> WORK INSTRUCTIONS
A - According to the post on string handling in R, why is it useful to get comfortable with regular expressions when manipulating strings? Answer in one to three sentences.
B - Copy the post on string handling in R from "Some other useful" up to and including "on string handling?".

> GIVEN TEXT
[Start of section]

As I mentioned in previous posts, I often have to work with Next Generation Sequencing data. This implies dealing with several variables that are text data or sequences of characters that might also contain spaces or numbers, e.g. gene names, functional categories or amino acid change annotations. This type of data is called string in programming language.
Finding matches is one of the most common tasks involving strings. In doing so, it is sometimes necessary to format or recode this kind of variables, as well as search for patterns.
Some R functions I have found quite useful when handling this data include the following ones:
- colsplit ( ) in the reshape package. It allows to split up a column based on a regular expression
- grepl ( ) for subsetting based on string values that match a given pattern. Here again we use regular expressions to describe the pattern
As you can see by the arguments of these functions, it might be useful when manipulating strings, to get comfortable handling regular expressions. More information on regular expressions to build up patterns can be found at this tutorial and in the regex R Documentation.
Some other useful functions are included in the stringr package. As the title of the package says: “Make it easier to work with strings”:
- str_detect ( ) detects the presence or absence of a pattern in a string. It is based on the grepl function listed above
- fixed ( ) this functions looks for matches based on fixed characters, instead of regular expressions
This is just a brief summary of some options availabe in R. Any other tips on string handling?

[End of section]

> RECORDS SHOWN

[Start of section]

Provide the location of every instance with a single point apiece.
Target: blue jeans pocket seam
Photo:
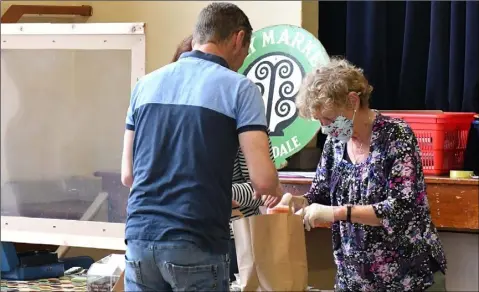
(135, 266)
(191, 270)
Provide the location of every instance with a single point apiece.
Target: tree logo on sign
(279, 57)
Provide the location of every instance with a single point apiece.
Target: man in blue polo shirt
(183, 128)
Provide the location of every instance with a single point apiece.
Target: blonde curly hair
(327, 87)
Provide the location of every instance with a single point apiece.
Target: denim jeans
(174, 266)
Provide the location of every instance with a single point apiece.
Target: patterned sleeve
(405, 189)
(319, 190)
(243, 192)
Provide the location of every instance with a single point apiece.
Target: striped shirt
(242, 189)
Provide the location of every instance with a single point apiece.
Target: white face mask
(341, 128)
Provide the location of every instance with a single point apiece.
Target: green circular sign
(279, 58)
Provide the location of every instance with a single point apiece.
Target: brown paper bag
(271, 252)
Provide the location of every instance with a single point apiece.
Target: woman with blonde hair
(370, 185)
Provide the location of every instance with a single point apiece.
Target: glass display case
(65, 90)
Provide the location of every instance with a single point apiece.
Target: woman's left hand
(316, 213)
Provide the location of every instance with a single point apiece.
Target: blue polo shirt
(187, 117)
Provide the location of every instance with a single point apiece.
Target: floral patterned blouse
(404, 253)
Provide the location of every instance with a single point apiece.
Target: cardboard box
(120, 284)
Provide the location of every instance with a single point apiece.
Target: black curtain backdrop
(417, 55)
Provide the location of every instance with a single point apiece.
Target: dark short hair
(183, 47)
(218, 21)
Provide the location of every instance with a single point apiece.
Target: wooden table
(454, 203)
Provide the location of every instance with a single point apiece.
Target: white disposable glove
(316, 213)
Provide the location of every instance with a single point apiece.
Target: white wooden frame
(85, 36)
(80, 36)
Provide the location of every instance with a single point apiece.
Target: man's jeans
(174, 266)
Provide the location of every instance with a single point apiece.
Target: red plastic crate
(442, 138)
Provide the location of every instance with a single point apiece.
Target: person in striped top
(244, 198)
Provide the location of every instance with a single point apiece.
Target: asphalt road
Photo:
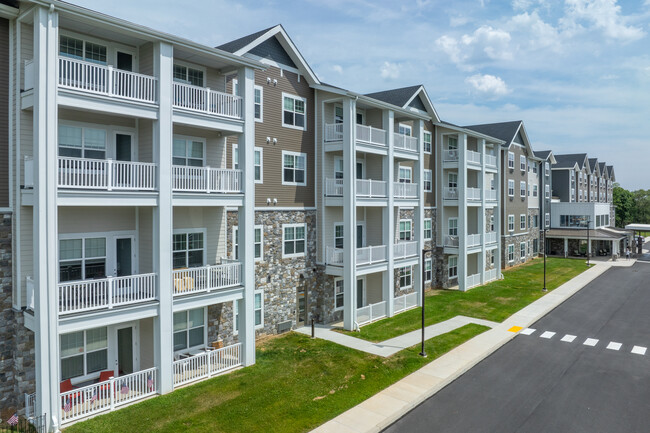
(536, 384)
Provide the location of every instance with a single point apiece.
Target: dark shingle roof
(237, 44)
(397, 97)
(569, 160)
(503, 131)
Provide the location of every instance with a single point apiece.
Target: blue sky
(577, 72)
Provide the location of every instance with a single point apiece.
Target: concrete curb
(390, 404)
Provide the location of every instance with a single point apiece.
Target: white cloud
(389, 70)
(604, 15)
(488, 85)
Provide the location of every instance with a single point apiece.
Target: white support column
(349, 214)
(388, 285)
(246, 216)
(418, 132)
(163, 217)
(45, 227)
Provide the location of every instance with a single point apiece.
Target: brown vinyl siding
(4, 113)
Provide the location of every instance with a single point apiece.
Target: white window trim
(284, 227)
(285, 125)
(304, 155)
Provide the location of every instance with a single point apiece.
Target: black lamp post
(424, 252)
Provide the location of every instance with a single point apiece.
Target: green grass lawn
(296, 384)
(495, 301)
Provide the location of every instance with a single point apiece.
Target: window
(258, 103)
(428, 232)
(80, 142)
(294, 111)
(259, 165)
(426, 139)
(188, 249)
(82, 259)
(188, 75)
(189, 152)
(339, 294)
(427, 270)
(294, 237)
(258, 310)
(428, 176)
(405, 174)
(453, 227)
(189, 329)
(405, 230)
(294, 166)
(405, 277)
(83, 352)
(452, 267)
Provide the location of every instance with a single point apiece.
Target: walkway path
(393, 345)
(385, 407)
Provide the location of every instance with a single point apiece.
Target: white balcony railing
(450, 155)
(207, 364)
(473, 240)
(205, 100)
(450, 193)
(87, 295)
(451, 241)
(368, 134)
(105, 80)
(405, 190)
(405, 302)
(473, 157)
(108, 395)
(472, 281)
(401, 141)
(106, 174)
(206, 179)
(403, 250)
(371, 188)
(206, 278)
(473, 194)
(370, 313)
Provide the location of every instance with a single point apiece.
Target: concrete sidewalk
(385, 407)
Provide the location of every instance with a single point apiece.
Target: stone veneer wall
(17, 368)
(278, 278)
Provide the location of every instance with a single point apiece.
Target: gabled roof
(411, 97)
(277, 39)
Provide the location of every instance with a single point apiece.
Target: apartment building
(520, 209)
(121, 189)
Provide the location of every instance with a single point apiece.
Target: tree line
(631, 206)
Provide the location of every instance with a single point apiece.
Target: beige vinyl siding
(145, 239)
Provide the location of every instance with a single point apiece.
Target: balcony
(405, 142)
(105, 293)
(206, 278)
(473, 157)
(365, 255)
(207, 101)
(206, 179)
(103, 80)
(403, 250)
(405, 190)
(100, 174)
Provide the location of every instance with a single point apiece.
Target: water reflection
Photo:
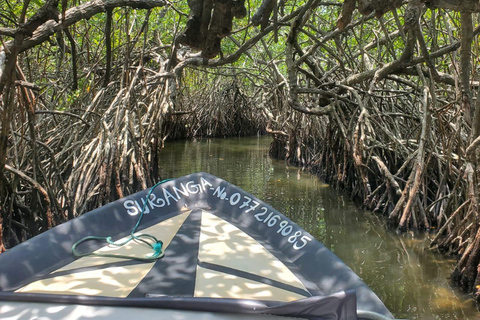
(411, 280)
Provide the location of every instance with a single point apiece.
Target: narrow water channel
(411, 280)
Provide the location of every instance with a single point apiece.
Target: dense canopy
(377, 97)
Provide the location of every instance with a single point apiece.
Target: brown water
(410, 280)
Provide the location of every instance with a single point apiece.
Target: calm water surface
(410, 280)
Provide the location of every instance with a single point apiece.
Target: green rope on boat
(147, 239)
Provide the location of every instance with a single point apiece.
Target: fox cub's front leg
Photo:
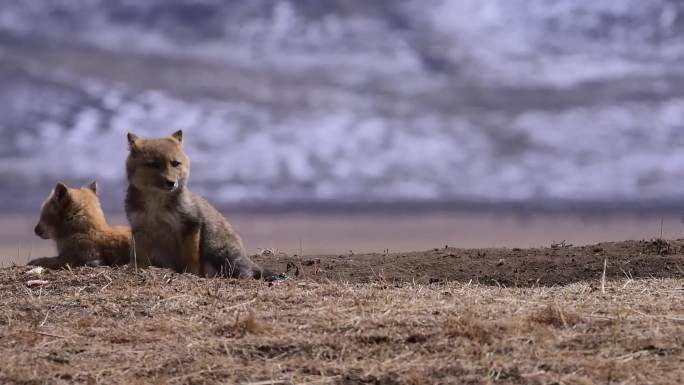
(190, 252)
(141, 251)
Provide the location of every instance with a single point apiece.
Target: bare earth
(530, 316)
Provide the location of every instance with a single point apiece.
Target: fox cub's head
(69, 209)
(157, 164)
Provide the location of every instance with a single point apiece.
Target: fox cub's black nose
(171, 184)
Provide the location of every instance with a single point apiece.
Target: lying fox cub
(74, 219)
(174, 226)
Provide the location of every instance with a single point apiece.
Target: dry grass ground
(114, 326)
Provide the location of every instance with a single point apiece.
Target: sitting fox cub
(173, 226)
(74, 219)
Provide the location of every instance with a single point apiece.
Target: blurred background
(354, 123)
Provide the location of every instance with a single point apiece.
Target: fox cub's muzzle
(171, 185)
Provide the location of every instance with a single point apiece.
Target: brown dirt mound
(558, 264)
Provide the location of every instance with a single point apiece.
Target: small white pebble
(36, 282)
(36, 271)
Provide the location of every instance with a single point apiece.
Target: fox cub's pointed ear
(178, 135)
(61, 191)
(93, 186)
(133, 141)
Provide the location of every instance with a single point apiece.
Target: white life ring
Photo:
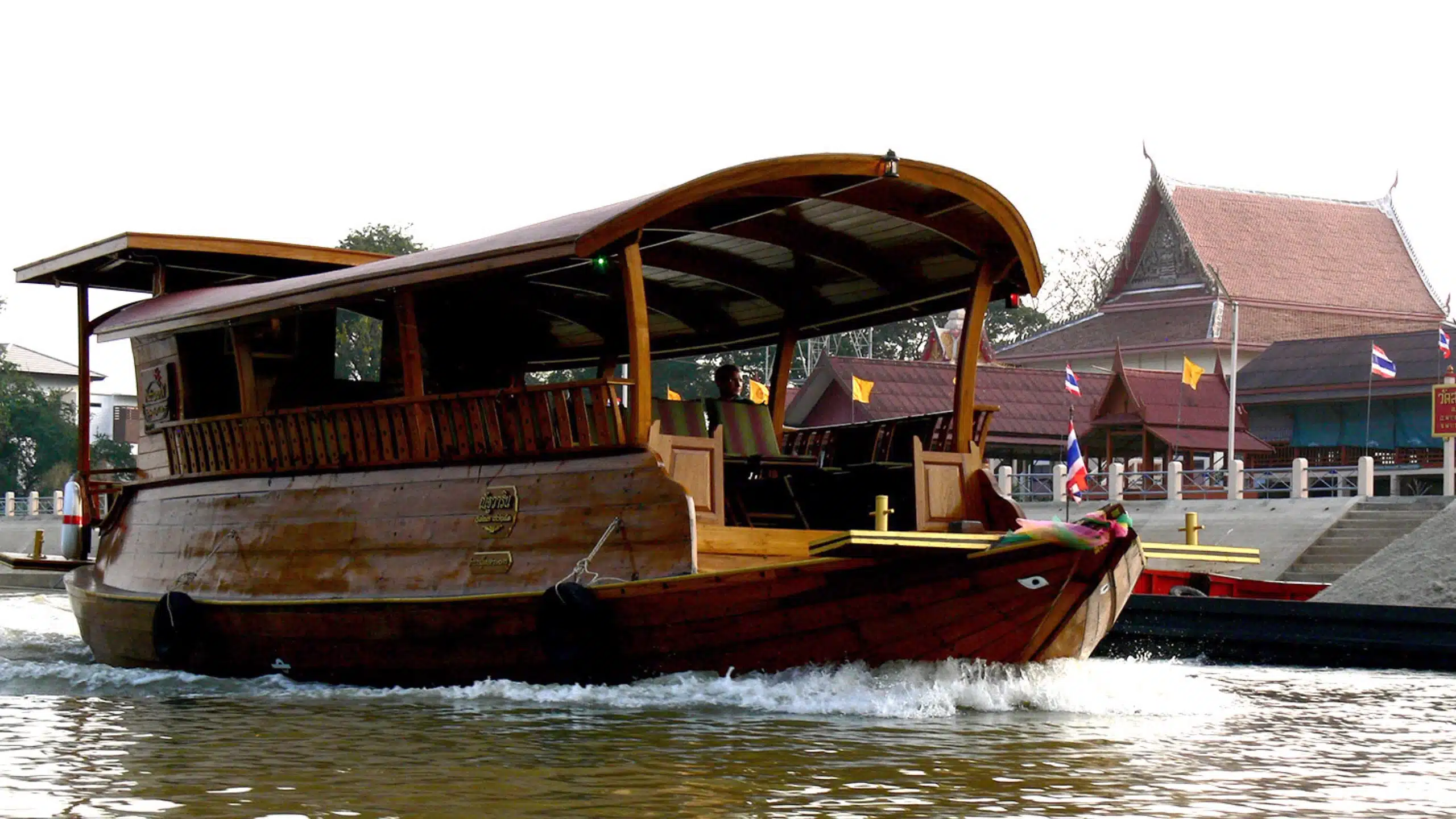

[End of section]

> SOLUTIONS TO THE EXERCISE
A - The arguments of the string functions it lists rely on regular expressions. colsplit() splits a column based on a regular expression, and grepl() uses one to describe the pattern to match.

B -
Some other useful functions are included in the stringr package. As the title of the package says: “Make it easier to work with strings”:
- str_detect ( ) detects the presence or absence of a pattern in a string. It is based on the grepl function listed above
- fixed ( ) this functions looks for matches based on fixed characters, instead of regular expressions
This is just a brief summary of some options availabe in R. Any other tips on string handling?